------ TEXTO PARA LEITURA

Fui interno na sala \”Mestre\” do Hospital Calixto Garcia, no coração de Havana, em Cuba, e tive por maestro um galeno já de idade, negro, chamado Vicente Ernesto Peña. Senhorzinho franzino, sarcástico, arguto e genial, a quem sempre serei grato e renderei homenagens.
Foi ele quem conduziu-me pelos caminhos da paixão pela ciência e, com seu exemplo, introjetou-me um ideal de vida fundamental: a preponderância da consciência do dever a cumprir acima de qualquer interesse monetário ou material – ainda que me reprochasse o cabelo despenteado, a barba por fazer e o aspecto amarrotado do meu jaleco.
Quem não conhece a história de Cuba, não imagina em que tradição, ou com base em que valores forjou-se sua medicina e seu sistema de saúde. País que, com o triunfo da revolução, em 1959, perdeu três mil médicos de uma só vez (metade dos que havia), que preferiram emigrar a colaborar com o novo governo que se impunha pela guerrilha, após derrotar uma sanguinária ditadura apoiada pelos Estados Unidos, desde a distante Sierra Maestra, às montanhas azuladas do Escambray.
Sentia-me orgulhoso por fazer parte do “Ejercito de Batas Blancas” de 35 mil estudantes estrangeiros, de 136 nacionalidades, que havia tido o privilégio de aprender medicina na ilha, de graça, como um membro a mais da família.
Éramos prova da vocação solidária e internacionalista da revolução, sintetizada no projeto da Escuela Latinoamerciana de Medicina (ELAM) – ideliazada por Fidel Castro –, cujo sedimento fez-se reconhecer no labor do Contingente Internacional Henry Reeve, brigada médica especializada em desastres e grandes epidemias.

------------
------ DADOS BRUTOS

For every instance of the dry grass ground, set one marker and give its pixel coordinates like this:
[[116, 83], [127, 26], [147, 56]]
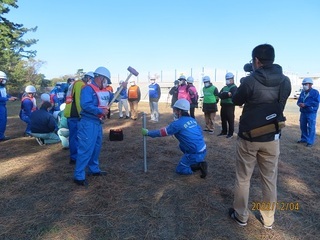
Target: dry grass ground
[[38, 199]]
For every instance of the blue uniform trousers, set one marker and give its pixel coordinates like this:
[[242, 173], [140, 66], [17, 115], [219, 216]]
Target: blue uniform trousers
[[189, 159], [89, 146], [3, 120], [308, 127], [73, 137], [26, 119]]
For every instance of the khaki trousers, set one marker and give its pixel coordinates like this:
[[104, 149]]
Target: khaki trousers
[[266, 154], [134, 109]]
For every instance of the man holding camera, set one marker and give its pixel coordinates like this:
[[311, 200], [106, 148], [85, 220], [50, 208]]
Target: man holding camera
[[264, 94]]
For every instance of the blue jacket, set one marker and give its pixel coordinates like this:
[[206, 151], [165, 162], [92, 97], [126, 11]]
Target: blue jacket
[[310, 99], [187, 131], [89, 103], [154, 92], [3, 96], [42, 122], [123, 94]]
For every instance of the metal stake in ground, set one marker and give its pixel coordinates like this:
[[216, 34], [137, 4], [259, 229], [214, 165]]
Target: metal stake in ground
[[144, 124], [132, 72]]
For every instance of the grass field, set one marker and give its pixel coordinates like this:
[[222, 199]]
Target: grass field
[[38, 199]]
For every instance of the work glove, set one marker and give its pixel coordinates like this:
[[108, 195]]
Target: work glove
[[144, 131]]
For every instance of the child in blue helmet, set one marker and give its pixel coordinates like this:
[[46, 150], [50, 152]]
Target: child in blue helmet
[[189, 134]]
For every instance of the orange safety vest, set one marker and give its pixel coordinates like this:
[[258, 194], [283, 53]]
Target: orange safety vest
[[133, 92], [102, 94], [109, 88], [33, 100]]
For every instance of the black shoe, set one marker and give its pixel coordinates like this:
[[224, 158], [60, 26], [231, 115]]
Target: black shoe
[[101, 173], [222, 134], [27, 135], [203, 169], [40, 141], [72, 161], [4, 139], [195, 167], [81, 182], [232, 214]]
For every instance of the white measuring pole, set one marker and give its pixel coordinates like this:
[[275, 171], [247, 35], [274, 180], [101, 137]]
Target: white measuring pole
[[144, 124]]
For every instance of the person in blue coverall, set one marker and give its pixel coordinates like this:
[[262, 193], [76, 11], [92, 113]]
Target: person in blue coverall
[[4, 97], [154, 96], [28, 105], [308, 102], [57, 95], [188, 132], [94, 102]]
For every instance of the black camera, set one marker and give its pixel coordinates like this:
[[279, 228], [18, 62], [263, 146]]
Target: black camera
[[248, 67]]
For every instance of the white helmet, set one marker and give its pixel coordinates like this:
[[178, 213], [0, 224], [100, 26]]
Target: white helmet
[[182, 104], [3, 75], [182, 77], [307, 80], [62, 106], [206, 79], [45, 97], [30, 89], [190, 80], [103, 72], [90, 74], [229, 75]]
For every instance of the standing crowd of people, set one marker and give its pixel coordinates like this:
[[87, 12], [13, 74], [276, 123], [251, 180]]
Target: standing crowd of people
[[78, 113]]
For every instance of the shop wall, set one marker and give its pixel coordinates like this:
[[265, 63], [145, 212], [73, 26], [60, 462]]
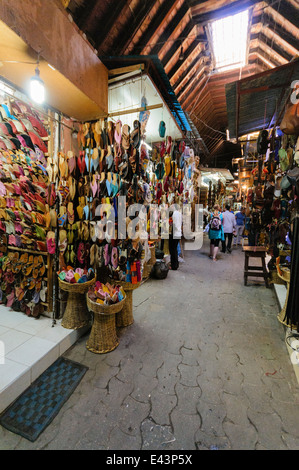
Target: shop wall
[[46, 28]]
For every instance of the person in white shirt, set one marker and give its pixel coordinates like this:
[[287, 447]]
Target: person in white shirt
[[229, 225], [175, 237]]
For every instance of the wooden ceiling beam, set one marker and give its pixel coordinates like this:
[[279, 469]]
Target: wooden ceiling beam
[[176, 35], [267, 21], [265, 10], [191, 54], [192, 72], [272, 52], [150, 38], [272, 35], [170, 59], [193, 94], [268, 51]]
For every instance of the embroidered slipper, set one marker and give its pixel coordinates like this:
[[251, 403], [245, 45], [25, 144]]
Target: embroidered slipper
[[72, 187], [71, 161], [51, 245], [70, 213], [125, 141], [110, 132], [117, 132], [95, 159], [96, 134], [80, 253], [94, 186], [135, 134], [109, 159]]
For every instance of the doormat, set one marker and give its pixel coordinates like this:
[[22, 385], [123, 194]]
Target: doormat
[[34, 410]]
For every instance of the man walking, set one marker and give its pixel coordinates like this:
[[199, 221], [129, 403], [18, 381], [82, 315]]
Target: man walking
[[229, 225], [240, 224]]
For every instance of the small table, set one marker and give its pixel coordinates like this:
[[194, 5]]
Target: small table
[[125, 317], [255, 271]]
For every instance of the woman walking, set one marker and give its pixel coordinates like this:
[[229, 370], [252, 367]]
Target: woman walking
[[215, 232]]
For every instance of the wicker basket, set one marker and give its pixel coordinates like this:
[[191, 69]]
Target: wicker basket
[[275, 278], [103, 337], [76, 314], [147, 269], [78, 288], [153, 255]]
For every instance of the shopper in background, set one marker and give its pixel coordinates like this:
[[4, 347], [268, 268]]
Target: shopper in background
[[240, 224], [175, 224], [216, 231], [229, 225]]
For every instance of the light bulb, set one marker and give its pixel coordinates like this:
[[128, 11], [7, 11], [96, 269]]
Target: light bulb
[[37, 88]]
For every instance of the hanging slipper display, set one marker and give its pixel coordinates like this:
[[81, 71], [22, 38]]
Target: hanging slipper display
[[135, 134]]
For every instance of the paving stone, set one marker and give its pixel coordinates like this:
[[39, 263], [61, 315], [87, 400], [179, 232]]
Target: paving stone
[[156, 437], [161, 406], [204, 366]]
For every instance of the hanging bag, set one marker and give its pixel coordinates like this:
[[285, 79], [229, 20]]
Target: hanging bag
[[290, 122]]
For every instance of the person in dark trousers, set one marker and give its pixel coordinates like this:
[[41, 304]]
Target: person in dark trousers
[[175, 235]]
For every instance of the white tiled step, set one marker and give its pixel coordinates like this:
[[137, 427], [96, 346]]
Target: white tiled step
[[28, 346]]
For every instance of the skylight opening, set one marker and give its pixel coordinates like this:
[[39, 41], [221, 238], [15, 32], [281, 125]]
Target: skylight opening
[[229, 36]]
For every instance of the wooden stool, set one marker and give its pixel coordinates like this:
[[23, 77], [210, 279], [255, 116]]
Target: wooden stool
[[255, 271], [102, 337], [76, 314], [125, 317]]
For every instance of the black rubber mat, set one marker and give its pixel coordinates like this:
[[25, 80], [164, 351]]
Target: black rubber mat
[[33, 411]]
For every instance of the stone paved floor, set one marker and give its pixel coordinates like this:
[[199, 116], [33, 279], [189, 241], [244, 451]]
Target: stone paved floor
[[204, 366]]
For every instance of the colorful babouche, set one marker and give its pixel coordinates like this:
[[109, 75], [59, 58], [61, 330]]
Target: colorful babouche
[[106, 294], [76, 276]]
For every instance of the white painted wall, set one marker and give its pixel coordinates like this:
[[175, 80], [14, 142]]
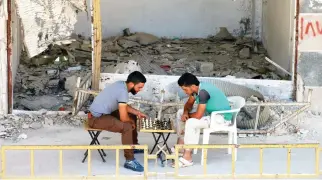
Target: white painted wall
[[278, 29], [169, 18]]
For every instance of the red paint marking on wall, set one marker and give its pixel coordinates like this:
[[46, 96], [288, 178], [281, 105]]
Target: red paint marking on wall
[[310, 28]]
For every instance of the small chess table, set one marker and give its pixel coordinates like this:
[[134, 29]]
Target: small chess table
[[161, 138]]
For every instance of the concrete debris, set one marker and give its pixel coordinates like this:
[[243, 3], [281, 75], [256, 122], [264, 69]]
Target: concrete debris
[[23, 136], [70, 85], [11, 126], [143, 38], [223, 34], [242, 135], [124, 67], [55, 71], [244, 53], [41, 102]]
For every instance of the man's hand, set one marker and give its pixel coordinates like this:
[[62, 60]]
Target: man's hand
[[184, 117], [142, 115], [133, 124]]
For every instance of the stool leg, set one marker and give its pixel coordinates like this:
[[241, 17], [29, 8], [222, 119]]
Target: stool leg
[[156, 142], [94, 137], [98, 143]]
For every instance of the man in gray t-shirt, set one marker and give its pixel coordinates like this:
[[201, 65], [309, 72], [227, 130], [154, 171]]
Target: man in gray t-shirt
[[111, 112]]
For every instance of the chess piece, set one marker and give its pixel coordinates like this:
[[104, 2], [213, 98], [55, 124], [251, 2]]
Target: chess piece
[[158, 124], [165, 125], [154, 126], [143, 124], [150, 122], [146, 125]]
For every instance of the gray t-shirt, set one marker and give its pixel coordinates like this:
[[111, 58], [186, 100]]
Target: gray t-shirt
[[107, 100]]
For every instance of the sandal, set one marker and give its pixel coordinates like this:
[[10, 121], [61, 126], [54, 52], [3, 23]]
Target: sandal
[[183, 163], [173, 152]]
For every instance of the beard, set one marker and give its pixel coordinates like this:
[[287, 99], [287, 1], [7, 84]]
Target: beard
[[133, 91]]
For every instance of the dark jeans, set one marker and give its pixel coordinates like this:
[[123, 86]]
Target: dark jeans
[[111, 122]]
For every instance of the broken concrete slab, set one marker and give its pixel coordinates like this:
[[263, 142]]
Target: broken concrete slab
[[244, 53], [70, 85], [223, 34], [41, 102], [143, 38], [206, 67], [127, 43]]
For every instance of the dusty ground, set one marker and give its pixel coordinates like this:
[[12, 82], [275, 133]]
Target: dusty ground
[[218, 160]]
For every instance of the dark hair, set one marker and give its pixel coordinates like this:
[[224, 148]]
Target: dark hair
[[188, 79], [136, 77]]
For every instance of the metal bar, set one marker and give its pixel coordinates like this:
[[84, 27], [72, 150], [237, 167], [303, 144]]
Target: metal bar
[[3, 162], [317, 161], [146, 163], [32, 163], [60, 163], [261, 161], [117, 163], [257, 117], [61, 147], [224, 146], [89, 162], [9, 53], [246, 176], [296, 53], [288, 168], [176, 161], [233, 161], [75, 102], [205, 154], [101, 177]]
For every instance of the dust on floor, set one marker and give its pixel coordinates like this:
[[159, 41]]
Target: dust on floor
[[219, 162]]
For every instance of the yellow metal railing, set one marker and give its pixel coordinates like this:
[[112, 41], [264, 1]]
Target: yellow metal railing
[[261, 174], [89, 167], [175, 174]]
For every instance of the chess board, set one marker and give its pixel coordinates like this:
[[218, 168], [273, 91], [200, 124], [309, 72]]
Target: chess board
[[155, 125]]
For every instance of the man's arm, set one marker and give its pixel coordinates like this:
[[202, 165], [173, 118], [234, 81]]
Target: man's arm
[[124, 116], [189, 104], [203, 99], [132, 110], [200, 112]]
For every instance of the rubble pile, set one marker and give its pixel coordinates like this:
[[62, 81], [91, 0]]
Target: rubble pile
[[47, 80], [12, 126]]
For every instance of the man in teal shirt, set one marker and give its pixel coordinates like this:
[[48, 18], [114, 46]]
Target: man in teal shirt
[[208, 98]]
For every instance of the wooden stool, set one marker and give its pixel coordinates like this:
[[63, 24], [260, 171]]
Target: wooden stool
[[94, 133]]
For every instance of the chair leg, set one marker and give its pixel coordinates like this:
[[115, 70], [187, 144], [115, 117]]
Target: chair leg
[[235, 142], [230, 140], [205, 140], [197, 138]]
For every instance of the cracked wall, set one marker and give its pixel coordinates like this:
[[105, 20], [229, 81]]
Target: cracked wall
[[47, 21], [172, 18]]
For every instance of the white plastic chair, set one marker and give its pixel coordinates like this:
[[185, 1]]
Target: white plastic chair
[[237, 103]]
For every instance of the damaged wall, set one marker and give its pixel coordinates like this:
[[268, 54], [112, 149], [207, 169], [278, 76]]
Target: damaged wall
[[47, 21], [17, 42], [3, 58], [169, 18], [310, 49], [278, 30]]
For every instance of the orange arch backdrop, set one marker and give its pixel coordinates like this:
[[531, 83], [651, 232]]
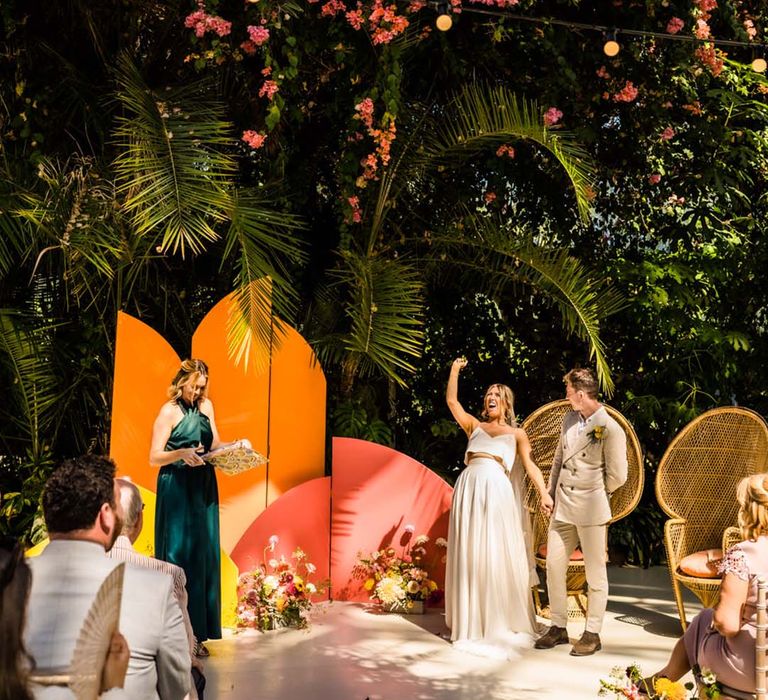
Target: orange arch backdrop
[[279, 405]]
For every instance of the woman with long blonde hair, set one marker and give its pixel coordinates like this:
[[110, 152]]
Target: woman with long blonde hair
[[722, 639], [489, 566], [187, 515]]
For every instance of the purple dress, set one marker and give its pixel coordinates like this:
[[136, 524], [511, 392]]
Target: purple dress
[[732, 659]]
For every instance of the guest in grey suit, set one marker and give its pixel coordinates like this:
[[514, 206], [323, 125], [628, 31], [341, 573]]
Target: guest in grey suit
[[81, 507], [590, 463]]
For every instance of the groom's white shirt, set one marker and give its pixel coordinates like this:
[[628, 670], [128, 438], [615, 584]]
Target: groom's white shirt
[[65, 579]]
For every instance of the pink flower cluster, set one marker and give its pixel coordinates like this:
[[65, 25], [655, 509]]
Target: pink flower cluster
[[675, 25], [382, 137], [627, 94], [386, 23], [552, 116], [254, 139], [202, 23], [268, 89], [711, 58], [258, 35], [354, 203]]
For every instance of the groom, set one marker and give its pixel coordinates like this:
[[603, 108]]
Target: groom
[[590, 463]]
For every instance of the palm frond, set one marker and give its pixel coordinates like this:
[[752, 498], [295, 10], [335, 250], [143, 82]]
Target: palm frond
[[481, 116], [385, 314], [265, 244], [171, 171], [503, 257], [32, 395]]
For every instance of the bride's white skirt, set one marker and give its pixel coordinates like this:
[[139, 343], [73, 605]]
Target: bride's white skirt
[[489, 566]]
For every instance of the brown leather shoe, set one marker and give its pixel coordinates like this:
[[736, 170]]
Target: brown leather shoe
[[587, 645], [554, 635]]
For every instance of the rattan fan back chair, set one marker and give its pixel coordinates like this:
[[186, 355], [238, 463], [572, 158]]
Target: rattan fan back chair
[[543, 427], [696, 486]]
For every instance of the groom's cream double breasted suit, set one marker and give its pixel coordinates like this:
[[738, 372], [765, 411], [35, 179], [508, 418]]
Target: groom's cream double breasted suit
[[590, 463]]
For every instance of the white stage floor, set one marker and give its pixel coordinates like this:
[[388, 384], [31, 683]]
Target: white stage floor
[[353, 652]]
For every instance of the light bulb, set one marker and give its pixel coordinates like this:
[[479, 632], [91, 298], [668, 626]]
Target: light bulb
[[611, 48], [444, 22]]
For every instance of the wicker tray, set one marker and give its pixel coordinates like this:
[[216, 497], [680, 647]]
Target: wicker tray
[[235, 459]]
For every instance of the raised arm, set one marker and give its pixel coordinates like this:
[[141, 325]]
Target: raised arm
[[467, 422], [533, 471], [161, 431]]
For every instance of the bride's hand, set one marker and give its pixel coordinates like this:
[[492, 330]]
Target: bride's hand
[[547, 504], [459, 363]]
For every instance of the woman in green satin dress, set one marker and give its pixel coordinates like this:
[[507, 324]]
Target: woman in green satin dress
[[187, 514]]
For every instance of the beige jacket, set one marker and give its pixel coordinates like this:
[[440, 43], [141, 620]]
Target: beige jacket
[[586, 470]]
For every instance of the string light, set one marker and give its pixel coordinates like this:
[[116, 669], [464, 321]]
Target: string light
[[759, 64], [611, 47], [444, 20]]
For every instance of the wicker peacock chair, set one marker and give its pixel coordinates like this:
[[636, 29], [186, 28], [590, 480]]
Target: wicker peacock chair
[[696, 486], [543, 428]]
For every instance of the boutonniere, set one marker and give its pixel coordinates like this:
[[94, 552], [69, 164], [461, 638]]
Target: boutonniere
[[597, 433]]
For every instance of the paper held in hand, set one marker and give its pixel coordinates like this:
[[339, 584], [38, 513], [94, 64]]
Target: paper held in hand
[[235, 458]]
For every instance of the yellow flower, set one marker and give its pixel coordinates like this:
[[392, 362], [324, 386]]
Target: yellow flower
[[669, 690]]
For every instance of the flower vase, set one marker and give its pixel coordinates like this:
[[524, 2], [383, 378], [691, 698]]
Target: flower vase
[[416, 607]]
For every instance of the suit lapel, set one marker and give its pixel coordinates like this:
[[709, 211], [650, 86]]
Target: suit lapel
[[578, 442]]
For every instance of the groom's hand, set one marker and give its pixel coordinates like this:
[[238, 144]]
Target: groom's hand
[[547, 504]]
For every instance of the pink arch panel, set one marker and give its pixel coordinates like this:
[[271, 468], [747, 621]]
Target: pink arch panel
[[300, 518], [377, 491]]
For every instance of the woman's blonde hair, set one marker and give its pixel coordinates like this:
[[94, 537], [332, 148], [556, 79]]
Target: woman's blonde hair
[[508, 399], [189, 372], [752, 494]]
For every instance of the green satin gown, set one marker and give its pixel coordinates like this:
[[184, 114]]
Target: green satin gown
[[187, 523]]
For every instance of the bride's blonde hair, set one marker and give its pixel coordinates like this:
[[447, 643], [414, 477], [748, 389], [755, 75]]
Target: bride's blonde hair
[[188, 373], [508, 401], [752, 494]]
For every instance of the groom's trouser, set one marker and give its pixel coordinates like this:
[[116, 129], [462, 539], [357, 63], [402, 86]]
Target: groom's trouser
[[562, 540]]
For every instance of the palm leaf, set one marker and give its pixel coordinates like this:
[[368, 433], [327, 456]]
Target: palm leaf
[[172, 169], [385, 314], [501, 258], [32, 396], [481, 116], [265, 246]]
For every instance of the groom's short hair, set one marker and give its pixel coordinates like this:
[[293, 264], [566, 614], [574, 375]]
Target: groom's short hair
[[582, 379]]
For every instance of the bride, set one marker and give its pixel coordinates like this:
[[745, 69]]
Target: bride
[[489, 567]]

------------

- _O QUE FAZER_:
Escreva a continuação do relato sobre os anos de formação médica em Cuba, começando logo após a última frase apresentada.

- _RESPOSTA ABAIXO_:
Dói na alma perceber que a desinformação, o viés ideológico, e até mesmo o preconceito foram estopim de um processo que culminou no triste término da colaboração médica cubana aqui no Brasil.
Iniciada no governo Dilma, essa colaboração de um país que, em 55 anos, cumpriu missões internacionais em 164 nações, nas quais participaram mais de 400 mil trabalhadores da saúde – tendo garantido, além dos benefícios extras que recebem no país da missão, seus salários integrais e todos os direitos sociais e laborais como funcionários de carreira em Cuba –, fosse na luta contra o ebola na África, a cólera no Haiti, ou no inadvertido terremoto que devastou o Paquistão.
Nos cinco anos que participou do programa Mais Médicos, Cuba colaborou com mais de 20 mil médicos, atendendo a 113 milhões de pacientes, com aprovação de 95% da população, e determinante presença na Amazônia, regiões periféricas e distritos indígenas. Com os médicos cubanos, mais de 700 municipios brasileiros conheceram médico pela primeira vez, em 500 anos.
Nesse momento de despedida, num misto de indignação e nostalgia, por ver tanta mentira cristalizada – mas fortalecido na dignidade do povo cubano –, só consigo lembrar uma frase, que me recebia todos os dias, na entrada daquele que será meu eterno hospital de referência: “Vale, pero millones de veces más, la vida de um solo ser humano que todas las propriedades del hombre mas rico de la teirra.” Traduzindo: “Vale milhões de vezes mais a vida de um só ser humano, do que todas as propriedades do homem mais rico da terra”.
(*) Brasiliense formado pela Escuela Latinoamericana de Medicina (Elam-Cuba)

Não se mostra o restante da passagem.